Materials provided |
★ ★ ★ ★ ★

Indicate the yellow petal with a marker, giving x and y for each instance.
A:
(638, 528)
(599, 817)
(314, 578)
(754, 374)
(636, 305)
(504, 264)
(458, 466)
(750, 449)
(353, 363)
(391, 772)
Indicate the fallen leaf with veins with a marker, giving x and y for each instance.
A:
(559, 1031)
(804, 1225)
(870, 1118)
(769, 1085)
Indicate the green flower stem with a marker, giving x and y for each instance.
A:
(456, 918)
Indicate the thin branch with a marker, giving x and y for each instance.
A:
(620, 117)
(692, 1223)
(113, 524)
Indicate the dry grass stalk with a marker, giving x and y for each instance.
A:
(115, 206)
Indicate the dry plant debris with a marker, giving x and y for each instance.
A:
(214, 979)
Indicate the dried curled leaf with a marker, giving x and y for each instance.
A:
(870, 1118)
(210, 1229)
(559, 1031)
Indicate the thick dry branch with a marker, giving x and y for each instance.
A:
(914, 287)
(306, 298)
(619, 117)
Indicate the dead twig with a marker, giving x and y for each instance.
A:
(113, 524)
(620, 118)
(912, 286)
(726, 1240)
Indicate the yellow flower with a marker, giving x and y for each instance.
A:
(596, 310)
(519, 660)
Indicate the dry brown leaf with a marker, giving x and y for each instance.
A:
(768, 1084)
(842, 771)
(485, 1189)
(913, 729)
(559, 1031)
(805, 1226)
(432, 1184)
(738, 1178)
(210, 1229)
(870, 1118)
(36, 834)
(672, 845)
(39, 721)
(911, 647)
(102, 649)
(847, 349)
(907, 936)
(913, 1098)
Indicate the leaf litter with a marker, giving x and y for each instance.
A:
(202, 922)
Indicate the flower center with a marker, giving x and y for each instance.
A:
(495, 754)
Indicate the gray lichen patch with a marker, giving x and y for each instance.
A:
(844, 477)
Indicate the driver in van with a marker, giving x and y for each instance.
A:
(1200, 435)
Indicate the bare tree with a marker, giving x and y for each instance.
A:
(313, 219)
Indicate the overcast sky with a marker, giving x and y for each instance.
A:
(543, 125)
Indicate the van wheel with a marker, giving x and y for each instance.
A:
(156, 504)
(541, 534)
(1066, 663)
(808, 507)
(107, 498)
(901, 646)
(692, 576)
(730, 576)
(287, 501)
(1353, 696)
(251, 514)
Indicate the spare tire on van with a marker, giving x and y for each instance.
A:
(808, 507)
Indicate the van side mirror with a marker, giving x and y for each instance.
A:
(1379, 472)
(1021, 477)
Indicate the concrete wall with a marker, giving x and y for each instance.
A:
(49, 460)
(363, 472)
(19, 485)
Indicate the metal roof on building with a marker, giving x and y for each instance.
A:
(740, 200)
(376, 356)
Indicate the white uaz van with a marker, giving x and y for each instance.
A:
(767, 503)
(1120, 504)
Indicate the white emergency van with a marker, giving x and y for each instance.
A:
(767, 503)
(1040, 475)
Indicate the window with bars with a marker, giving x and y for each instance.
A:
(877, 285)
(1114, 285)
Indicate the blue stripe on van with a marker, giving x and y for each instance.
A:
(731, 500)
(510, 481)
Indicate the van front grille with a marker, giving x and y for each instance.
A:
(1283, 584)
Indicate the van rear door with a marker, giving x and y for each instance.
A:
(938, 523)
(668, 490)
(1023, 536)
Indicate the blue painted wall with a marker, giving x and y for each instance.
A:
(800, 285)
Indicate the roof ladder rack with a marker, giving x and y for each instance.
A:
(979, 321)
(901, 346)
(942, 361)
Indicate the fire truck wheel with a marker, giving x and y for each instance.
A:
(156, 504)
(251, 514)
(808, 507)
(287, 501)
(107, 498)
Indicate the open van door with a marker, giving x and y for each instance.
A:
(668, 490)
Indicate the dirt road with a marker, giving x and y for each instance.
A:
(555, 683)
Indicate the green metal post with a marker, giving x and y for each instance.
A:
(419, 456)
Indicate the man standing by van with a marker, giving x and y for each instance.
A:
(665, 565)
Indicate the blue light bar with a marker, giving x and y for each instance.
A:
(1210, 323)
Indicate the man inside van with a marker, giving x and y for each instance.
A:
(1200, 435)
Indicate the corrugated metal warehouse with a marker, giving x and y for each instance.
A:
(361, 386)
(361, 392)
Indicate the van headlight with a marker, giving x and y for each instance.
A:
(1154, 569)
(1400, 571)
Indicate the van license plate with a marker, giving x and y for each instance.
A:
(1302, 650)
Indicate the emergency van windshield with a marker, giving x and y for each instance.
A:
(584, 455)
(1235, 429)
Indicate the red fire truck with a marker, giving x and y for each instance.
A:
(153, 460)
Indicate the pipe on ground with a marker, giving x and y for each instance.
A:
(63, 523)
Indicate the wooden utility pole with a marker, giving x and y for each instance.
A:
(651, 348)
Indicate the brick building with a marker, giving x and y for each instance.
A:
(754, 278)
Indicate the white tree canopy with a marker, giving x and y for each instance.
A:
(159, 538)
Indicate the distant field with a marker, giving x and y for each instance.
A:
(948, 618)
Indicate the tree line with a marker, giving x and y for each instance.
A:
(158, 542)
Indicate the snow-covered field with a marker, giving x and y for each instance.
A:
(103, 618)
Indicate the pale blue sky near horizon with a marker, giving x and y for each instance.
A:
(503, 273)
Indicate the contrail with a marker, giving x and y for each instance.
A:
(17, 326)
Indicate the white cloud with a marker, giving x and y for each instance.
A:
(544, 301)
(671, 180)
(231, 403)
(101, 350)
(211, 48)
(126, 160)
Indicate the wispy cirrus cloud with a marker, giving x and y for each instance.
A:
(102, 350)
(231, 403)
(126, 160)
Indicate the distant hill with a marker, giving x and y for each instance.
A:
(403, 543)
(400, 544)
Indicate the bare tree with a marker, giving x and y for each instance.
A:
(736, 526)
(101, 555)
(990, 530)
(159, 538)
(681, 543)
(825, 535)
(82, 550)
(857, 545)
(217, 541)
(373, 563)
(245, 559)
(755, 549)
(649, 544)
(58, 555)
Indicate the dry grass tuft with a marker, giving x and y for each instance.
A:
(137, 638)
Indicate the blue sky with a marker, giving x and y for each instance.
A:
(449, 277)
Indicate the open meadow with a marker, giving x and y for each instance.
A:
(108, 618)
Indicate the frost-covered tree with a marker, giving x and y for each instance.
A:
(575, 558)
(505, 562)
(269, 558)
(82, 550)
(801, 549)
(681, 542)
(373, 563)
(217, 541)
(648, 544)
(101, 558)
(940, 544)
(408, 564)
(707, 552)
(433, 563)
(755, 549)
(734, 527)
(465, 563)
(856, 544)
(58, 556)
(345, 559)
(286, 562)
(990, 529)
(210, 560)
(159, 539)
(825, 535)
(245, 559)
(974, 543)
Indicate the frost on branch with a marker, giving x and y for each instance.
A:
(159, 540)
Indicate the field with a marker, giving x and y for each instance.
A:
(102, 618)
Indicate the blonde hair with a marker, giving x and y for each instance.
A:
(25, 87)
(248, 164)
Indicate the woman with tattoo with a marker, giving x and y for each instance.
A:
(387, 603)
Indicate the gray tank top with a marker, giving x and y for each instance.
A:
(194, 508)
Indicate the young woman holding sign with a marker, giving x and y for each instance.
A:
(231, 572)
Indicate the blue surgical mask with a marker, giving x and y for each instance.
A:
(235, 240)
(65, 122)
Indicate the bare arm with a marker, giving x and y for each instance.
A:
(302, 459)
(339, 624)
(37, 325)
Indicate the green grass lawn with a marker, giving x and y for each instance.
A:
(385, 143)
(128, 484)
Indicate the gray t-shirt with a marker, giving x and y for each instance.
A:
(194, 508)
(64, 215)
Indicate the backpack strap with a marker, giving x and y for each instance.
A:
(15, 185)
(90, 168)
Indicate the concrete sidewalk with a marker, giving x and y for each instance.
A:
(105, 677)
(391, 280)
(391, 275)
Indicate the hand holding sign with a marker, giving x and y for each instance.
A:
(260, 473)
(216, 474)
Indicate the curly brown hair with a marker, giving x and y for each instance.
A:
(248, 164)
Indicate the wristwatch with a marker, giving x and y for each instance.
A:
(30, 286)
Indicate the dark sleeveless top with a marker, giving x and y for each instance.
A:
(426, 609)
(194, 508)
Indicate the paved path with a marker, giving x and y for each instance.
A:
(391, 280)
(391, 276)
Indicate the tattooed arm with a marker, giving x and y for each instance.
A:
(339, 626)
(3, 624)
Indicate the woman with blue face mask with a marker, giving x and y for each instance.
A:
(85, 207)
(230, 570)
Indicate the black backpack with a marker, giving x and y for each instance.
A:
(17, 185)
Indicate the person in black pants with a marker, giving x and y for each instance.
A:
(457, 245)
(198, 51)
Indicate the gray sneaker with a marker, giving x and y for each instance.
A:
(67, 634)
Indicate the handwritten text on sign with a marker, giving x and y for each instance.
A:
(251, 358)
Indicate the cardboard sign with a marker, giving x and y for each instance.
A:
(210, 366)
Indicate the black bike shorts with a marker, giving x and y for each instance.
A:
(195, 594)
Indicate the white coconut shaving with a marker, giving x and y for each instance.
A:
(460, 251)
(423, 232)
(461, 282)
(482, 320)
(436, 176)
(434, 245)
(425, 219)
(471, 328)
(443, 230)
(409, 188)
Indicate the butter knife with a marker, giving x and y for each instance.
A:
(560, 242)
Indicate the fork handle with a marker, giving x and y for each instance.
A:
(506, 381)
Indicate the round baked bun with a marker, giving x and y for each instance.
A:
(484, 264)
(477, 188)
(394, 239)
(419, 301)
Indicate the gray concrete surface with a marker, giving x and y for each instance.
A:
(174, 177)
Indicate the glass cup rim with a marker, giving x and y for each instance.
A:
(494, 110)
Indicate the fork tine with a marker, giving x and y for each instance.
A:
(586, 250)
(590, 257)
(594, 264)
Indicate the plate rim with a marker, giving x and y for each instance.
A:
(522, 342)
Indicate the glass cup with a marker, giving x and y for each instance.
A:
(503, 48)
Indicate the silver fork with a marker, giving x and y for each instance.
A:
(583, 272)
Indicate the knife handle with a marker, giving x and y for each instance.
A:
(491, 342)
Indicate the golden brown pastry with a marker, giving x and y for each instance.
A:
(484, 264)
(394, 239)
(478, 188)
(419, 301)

★ ★ ★ ★ ★

Try it |
Your task is to collect every line above that contains the word "fire".

Exercise result |
Indicate the fire truck wheel with a marker, giving x and y for each instance.
Indicate the red fire truck with a marker, giving x and y for each instance.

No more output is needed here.